=== Reading passage ===
The online provides really as much hands on class time as most standard programs.  They just do a bunch at one time rather than a few minutes each class.  They also have more actual skills required to be performed for clinicals than many standard classes rather than just focusing on clinical hours.  I have worked with many from the schools I mentioned and have not been disappointed.  In fact they are usually better than even those coming out of the college programs.  

If online should not be accredited then no program that does not lead to a college degree should be allowed.  But if you look at the current list of accredited schools nationwide you will find many diploma mills already on it.


----------



## Afflixion (Nov 22, 2010)

www.trainingdivision.com 

Another very well put together online EMS academy, I did not go to it my self but have met quite a few people who have who are very informed. They are based out of DFW, TX.

I completed most of my bachelors degree online and am now currently studying to become certified as a PA. Most decent online schools are just as tough if not tougher than traditional classroom type environments. As medic said they require a significant amount of dedication and self disciplined person to complete a degree online. There is nothing easy about online classes contrary to the typical ignorant stereotype.


----------



## goodgrief (Nov 23, 2010)

Afflixion said:


> classes contrary to the typical ign... be done well with a course based all online.


----------



## medic417 (Nov 23, 2010)

goodgrief said:


> I am not your typical ignorant stereotype. My view is based on my experience with online schools and my beliefs on what makes a good medic.
> 
> I never said online school was easy, what I said was it wont put out as decent of a medic. If you can take your time with the classes, and you only have to go to labs 3 days in a quarter then no it is not "as good" as a typical college program that requires labs every week and you have to study the material within a certain time frame.

=== Work task 1 ===
According to the forum thread on online EMS programs, where is the academy at www.trainingdivision.com based?
=== Work task 2 ===
List every username that appears as a post header with a date in the forum thread on online EMS programs.

=== Region pointing material ===

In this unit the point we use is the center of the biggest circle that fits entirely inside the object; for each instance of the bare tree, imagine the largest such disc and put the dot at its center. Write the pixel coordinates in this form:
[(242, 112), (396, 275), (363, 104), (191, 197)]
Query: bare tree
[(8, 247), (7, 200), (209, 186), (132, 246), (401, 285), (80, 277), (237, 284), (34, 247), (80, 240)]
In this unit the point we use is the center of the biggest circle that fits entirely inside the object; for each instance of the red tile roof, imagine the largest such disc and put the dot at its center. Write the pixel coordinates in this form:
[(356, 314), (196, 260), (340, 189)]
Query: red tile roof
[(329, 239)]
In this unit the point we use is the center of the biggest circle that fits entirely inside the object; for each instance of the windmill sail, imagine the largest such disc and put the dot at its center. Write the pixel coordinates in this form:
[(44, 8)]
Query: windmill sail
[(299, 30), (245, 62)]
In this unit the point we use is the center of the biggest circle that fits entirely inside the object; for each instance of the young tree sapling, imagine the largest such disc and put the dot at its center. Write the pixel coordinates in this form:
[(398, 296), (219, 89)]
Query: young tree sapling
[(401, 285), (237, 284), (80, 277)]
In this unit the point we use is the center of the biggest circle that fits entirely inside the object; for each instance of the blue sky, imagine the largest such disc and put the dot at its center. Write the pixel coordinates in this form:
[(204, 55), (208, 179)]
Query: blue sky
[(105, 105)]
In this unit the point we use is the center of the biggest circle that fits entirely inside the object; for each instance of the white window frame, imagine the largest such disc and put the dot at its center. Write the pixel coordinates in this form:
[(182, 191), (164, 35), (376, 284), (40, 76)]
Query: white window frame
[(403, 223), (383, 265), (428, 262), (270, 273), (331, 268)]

=== Solution 1 ===
DFW, TX

=== Solution 2 ===
Afflixion, goodgrief, medic417